● **EXERCISE GOAL**
Pull out every line in the records below that contains the string "vanity". Case counts.

------------

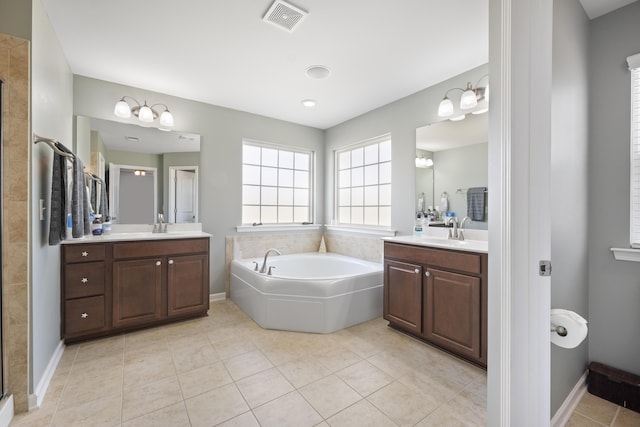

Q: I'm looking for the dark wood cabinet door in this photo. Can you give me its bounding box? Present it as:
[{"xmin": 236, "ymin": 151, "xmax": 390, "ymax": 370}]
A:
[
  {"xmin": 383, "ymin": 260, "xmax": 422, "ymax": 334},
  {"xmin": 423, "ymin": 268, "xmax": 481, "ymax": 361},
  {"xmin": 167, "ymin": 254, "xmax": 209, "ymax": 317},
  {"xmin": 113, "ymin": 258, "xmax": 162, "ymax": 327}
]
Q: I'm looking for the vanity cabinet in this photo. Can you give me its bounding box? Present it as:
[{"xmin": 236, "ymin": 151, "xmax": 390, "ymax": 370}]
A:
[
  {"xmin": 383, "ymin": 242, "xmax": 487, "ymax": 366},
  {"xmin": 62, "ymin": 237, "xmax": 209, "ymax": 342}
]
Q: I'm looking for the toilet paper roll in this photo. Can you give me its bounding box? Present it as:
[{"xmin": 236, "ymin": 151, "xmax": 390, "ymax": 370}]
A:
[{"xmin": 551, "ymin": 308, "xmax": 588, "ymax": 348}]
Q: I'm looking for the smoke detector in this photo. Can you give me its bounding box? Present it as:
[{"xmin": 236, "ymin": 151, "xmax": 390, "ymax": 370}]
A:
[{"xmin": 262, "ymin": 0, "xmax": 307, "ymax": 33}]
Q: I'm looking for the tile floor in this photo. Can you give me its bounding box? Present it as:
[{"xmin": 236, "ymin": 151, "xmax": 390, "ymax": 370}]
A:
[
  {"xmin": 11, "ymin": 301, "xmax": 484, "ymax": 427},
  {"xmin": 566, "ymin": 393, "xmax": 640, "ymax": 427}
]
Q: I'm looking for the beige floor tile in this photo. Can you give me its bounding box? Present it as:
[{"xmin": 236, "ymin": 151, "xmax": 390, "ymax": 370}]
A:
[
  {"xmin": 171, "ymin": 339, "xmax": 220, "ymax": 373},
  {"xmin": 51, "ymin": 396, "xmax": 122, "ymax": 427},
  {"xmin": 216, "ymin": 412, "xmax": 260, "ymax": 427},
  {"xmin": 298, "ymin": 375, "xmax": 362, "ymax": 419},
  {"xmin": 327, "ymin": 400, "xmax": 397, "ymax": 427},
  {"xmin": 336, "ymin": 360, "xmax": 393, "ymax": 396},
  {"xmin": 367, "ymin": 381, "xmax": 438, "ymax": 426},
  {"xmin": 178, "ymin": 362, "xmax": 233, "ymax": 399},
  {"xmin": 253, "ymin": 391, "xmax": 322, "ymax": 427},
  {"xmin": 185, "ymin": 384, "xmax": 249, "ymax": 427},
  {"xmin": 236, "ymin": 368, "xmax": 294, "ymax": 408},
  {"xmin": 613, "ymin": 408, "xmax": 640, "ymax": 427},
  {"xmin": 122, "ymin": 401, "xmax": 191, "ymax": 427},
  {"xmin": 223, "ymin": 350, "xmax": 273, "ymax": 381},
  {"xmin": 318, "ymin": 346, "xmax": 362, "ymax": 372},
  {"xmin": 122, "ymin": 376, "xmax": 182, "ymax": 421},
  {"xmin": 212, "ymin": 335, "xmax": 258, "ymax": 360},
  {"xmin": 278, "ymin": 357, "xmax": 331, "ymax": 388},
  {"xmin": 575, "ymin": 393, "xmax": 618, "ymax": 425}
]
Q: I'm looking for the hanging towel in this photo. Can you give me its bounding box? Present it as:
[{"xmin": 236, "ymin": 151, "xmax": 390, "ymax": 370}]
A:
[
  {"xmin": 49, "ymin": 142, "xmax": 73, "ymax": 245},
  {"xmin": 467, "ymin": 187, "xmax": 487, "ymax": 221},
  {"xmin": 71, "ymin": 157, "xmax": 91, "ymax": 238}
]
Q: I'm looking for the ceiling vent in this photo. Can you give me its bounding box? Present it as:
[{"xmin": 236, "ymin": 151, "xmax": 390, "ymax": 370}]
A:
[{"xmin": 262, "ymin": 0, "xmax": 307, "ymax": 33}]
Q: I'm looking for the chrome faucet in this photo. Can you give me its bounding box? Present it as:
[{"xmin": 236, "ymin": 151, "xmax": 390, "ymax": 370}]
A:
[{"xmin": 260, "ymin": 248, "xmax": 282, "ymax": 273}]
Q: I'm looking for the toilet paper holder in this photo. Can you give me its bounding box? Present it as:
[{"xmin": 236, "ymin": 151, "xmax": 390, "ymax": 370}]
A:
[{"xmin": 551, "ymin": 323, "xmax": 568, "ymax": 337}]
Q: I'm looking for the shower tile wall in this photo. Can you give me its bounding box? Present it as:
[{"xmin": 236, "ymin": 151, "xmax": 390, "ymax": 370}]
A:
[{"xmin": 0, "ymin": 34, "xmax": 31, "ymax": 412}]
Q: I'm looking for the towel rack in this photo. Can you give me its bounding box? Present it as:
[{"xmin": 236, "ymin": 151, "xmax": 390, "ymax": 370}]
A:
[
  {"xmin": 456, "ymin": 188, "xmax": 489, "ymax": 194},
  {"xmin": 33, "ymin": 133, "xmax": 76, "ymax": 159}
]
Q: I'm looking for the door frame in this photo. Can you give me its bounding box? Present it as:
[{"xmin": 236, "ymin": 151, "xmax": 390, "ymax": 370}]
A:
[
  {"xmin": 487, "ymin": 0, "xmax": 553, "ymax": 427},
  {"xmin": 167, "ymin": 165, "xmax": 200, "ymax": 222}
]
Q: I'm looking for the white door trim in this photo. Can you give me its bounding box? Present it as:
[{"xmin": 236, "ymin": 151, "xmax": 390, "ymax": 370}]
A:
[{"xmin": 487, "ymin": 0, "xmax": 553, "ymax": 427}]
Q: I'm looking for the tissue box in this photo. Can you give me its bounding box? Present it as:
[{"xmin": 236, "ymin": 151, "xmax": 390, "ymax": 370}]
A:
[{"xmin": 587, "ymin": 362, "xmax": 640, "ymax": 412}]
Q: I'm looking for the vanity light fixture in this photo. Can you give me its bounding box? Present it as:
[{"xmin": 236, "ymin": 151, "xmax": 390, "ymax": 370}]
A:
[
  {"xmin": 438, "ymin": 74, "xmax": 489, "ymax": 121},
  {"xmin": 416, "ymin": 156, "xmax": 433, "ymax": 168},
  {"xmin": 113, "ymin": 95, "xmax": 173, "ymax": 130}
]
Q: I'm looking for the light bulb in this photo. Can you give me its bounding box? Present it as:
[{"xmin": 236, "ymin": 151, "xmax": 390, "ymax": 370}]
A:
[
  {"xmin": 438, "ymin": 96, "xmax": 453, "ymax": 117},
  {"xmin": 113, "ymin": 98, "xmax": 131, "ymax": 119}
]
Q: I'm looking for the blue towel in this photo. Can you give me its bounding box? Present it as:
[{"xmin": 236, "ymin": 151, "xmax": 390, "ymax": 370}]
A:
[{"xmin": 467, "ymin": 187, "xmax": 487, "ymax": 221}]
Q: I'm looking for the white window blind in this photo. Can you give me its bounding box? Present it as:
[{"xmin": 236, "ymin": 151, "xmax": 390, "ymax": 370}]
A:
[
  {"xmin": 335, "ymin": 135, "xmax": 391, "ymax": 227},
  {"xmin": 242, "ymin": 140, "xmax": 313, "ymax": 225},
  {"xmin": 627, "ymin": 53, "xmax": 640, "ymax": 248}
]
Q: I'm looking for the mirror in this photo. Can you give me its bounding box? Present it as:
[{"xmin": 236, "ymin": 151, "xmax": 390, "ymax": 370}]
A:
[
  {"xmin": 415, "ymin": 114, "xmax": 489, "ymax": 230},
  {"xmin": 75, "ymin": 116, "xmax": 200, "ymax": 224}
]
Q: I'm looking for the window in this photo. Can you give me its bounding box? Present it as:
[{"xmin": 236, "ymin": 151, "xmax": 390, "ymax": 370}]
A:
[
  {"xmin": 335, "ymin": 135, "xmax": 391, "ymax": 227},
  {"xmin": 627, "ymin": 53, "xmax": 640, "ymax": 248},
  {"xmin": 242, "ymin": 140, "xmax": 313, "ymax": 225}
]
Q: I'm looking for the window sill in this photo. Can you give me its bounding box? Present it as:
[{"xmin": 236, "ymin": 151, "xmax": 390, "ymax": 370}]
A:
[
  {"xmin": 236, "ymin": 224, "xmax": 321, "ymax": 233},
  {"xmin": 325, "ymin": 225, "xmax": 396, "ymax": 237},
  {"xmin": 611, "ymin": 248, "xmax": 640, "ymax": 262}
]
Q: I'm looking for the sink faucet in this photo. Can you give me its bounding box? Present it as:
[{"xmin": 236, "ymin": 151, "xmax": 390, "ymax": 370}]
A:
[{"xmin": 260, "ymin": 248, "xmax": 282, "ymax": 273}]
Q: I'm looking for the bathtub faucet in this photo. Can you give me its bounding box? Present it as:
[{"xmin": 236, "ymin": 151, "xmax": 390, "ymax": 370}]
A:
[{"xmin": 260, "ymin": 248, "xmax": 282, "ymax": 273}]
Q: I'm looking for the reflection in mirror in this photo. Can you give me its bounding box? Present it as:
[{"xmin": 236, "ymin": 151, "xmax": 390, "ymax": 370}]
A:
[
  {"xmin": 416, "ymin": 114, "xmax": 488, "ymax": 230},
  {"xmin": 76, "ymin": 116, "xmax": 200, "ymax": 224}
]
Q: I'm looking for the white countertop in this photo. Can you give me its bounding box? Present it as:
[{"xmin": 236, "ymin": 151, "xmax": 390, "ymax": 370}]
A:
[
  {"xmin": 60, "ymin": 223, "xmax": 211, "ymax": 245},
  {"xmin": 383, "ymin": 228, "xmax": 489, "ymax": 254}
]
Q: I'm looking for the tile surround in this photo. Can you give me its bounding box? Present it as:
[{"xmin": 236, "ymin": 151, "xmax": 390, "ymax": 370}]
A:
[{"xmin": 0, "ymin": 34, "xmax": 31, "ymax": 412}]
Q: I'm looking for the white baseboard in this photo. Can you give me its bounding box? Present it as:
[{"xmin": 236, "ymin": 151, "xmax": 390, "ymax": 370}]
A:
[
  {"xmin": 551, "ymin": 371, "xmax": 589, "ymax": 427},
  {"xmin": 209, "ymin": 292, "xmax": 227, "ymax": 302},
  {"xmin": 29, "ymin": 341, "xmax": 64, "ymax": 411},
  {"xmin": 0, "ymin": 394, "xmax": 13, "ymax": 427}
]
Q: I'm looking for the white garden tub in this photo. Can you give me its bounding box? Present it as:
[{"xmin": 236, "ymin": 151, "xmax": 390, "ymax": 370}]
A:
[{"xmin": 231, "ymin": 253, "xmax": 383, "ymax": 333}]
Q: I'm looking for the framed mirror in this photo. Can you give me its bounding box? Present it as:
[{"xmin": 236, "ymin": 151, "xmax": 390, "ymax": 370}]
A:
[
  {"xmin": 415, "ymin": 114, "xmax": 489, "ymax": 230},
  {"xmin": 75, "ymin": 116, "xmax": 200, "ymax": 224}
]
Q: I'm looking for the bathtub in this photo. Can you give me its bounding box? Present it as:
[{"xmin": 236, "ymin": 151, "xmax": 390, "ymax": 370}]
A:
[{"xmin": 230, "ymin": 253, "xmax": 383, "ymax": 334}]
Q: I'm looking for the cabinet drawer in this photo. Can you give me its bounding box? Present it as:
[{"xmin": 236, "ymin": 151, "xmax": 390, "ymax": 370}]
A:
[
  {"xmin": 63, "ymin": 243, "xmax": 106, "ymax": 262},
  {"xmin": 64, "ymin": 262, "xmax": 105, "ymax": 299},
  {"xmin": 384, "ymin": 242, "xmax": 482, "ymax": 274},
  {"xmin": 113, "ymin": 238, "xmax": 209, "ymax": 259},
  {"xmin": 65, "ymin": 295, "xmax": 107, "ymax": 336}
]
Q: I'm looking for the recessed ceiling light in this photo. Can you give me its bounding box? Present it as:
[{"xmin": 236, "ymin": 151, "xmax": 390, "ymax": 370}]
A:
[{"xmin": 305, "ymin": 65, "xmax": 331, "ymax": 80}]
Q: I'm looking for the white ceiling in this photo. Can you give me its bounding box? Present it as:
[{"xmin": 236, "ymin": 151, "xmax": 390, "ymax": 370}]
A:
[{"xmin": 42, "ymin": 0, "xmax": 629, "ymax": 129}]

------------

● **ANSWER TO THE PROBLEM**
Q: I'm looking for the vanity cabinet in this photo. Can you give me its bounding box? Present it as:
Q: I'm looking for the vanity light fixture in this photo. Can you give me its bounding box? Present it as:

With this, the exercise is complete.